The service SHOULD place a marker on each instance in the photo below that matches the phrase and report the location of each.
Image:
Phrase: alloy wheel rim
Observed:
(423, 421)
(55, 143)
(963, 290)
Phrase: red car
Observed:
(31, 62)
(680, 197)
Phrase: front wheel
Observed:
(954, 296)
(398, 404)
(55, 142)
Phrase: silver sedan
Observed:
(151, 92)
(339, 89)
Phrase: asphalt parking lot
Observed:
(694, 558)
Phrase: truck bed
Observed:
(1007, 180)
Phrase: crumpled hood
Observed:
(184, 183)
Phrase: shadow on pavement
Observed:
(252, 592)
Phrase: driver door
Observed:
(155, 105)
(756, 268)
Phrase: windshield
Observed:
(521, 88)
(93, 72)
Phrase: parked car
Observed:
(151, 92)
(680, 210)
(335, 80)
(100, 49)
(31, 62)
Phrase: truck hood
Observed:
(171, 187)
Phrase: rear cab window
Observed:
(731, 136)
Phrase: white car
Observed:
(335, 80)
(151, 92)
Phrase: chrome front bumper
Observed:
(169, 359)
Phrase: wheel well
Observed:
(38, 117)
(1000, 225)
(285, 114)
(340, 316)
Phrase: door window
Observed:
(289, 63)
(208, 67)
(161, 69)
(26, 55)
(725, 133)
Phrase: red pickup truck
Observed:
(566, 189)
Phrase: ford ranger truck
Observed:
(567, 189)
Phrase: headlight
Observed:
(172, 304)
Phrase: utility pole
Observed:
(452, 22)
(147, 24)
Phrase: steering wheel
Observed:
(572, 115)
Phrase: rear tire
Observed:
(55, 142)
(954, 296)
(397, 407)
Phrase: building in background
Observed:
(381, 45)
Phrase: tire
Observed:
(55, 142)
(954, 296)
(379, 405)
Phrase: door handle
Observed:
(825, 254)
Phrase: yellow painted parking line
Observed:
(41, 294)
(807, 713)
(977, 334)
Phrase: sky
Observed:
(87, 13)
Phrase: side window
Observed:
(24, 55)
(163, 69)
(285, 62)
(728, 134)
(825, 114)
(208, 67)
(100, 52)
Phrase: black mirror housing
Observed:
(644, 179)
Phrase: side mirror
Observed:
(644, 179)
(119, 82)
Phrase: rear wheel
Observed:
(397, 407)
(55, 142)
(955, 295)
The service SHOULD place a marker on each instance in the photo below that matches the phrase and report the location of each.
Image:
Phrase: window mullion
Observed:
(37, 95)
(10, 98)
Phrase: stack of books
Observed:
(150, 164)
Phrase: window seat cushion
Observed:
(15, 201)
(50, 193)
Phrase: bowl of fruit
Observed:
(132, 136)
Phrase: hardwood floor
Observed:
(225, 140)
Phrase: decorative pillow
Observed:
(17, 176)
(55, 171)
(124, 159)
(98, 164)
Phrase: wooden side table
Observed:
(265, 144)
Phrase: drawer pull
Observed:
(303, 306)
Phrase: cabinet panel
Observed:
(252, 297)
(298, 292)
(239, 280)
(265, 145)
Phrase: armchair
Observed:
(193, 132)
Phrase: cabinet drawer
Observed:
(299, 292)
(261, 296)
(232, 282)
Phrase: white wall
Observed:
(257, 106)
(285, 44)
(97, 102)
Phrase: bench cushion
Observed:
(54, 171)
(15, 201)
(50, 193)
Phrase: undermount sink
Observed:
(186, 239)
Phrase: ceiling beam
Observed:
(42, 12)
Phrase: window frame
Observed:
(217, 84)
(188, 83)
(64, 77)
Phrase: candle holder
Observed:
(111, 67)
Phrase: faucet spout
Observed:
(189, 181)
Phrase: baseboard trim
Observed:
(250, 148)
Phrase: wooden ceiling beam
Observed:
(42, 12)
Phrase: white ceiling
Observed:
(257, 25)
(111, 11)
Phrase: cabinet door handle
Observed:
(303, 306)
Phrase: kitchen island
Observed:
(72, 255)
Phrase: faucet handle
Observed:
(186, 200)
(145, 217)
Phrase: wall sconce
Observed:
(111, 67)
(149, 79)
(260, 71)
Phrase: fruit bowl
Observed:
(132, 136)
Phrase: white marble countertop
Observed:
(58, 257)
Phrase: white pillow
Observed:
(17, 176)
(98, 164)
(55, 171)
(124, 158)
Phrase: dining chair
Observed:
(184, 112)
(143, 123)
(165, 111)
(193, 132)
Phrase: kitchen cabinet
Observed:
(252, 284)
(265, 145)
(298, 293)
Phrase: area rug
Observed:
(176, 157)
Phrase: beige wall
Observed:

▶ [Work item] Search the records for the string "wooden" and return every line in which it occurs.

▶ [Task result]
Phrase: wooden side table
Phrase: wooden ceiling beam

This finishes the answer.